* REQUIRED TASK
Set down exactly the lines running from the line with "If you could mark the plastic" to the end of the listing below, both ends included.

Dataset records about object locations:
+++
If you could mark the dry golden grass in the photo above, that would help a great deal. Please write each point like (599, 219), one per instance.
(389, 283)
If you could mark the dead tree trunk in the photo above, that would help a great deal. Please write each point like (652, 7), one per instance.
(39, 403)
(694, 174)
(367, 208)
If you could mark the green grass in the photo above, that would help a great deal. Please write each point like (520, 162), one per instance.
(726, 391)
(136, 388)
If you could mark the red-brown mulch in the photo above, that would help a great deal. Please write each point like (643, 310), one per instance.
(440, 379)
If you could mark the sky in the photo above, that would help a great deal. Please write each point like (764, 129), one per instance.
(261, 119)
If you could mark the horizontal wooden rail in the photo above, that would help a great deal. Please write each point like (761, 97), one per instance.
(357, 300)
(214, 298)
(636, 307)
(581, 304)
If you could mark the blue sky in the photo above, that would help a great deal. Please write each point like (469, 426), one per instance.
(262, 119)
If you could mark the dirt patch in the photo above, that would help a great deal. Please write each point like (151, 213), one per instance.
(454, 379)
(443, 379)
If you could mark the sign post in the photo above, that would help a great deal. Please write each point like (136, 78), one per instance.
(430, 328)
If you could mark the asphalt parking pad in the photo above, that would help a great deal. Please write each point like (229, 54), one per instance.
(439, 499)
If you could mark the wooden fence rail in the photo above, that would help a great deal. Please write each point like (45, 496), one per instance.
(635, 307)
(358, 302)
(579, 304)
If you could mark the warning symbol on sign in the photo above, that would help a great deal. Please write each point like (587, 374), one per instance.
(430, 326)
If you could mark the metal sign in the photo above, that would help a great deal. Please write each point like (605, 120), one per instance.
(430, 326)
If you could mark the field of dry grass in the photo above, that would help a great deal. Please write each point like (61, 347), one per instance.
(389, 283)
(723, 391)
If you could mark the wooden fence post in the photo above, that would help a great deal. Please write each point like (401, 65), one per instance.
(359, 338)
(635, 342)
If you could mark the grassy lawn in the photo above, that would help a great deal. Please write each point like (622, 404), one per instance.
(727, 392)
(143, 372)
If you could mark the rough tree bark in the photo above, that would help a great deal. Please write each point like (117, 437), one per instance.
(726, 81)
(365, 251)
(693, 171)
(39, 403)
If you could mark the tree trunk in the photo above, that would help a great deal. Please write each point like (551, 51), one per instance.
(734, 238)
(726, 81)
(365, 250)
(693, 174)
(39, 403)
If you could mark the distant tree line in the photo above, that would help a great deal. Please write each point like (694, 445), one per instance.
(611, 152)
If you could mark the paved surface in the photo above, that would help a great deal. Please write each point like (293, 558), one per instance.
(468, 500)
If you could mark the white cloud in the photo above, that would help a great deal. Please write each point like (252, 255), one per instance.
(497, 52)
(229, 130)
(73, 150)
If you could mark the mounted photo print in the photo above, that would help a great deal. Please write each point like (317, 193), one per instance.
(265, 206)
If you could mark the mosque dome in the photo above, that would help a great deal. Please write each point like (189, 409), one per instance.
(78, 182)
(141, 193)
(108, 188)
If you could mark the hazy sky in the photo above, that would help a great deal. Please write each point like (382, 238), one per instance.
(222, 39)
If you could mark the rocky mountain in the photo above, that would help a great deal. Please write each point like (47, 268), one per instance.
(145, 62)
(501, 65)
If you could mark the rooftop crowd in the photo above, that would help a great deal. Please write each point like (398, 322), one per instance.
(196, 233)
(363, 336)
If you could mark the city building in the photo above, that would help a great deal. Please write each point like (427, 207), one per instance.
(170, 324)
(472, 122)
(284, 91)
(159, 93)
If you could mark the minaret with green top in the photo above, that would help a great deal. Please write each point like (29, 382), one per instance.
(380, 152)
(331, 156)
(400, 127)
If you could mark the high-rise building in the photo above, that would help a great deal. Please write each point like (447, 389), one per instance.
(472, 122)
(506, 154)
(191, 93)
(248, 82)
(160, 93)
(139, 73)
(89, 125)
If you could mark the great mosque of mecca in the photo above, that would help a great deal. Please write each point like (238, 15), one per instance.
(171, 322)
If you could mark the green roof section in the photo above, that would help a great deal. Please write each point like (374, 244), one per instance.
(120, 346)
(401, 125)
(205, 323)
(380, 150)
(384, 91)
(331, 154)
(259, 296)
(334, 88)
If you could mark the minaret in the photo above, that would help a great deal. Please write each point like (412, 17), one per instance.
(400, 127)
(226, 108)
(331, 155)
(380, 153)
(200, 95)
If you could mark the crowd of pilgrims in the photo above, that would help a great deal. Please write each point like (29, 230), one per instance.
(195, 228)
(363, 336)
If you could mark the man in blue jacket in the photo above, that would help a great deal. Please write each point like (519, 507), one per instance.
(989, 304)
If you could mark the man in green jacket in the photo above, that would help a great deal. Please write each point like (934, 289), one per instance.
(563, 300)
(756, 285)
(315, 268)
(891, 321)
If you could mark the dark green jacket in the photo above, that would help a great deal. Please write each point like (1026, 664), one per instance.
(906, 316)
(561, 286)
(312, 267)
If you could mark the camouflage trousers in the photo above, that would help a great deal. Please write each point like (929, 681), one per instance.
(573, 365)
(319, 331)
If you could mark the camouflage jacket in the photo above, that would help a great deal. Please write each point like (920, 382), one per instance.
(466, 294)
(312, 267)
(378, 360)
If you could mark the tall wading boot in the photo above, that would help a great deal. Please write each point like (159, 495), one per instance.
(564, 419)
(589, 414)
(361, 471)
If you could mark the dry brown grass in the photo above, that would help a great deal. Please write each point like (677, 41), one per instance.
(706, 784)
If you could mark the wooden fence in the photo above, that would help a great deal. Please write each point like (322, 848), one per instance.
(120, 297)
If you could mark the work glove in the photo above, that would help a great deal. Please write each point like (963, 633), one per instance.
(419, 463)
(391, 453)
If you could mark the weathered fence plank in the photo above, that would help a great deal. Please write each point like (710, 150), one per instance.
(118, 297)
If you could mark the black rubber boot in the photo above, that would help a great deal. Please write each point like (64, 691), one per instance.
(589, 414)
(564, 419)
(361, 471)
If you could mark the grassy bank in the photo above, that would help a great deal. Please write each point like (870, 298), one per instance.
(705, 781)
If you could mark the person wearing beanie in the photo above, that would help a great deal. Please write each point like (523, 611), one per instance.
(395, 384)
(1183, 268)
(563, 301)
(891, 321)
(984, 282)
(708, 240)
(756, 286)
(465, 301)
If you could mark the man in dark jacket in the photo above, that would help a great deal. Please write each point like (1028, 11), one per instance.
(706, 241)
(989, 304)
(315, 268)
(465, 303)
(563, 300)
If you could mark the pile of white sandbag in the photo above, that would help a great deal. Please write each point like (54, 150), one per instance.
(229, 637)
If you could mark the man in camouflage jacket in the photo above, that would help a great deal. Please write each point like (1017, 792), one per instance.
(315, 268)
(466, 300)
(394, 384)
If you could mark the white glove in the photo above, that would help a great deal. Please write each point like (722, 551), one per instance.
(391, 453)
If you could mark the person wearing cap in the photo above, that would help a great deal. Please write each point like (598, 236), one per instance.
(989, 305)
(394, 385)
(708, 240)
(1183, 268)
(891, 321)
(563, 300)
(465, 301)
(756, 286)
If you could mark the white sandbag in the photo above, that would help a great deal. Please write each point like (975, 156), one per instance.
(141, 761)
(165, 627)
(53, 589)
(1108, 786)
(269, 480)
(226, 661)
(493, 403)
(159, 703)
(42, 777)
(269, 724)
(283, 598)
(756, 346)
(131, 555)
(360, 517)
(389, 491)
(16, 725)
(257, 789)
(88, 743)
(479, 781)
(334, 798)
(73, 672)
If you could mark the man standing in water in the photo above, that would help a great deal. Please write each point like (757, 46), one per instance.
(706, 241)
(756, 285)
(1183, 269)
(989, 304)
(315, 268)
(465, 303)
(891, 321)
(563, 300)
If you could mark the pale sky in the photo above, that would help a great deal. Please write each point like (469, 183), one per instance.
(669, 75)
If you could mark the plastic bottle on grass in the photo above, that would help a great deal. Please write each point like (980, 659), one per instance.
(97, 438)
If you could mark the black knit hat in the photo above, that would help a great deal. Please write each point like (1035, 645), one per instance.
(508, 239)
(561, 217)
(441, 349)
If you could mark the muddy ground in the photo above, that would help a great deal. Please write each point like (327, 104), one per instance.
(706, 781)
+++
* RESULT OF THE EXERCISE
If you could mark the plastic bottle on grass in the photo above, that would help a great deal. Please write each point like (980, 659), one per instance.
(97, 438)
If you could mark the black knit hat in the photo above, that would help a great deal. Please write each point like (1035, 645), one per instance.
(508, 239)
(561, 217)
(441, 349)
If you could mark the muddy ground in the photo above, that would help a great deal. Please write each point like (327, 104), one per instance.
(706, 781)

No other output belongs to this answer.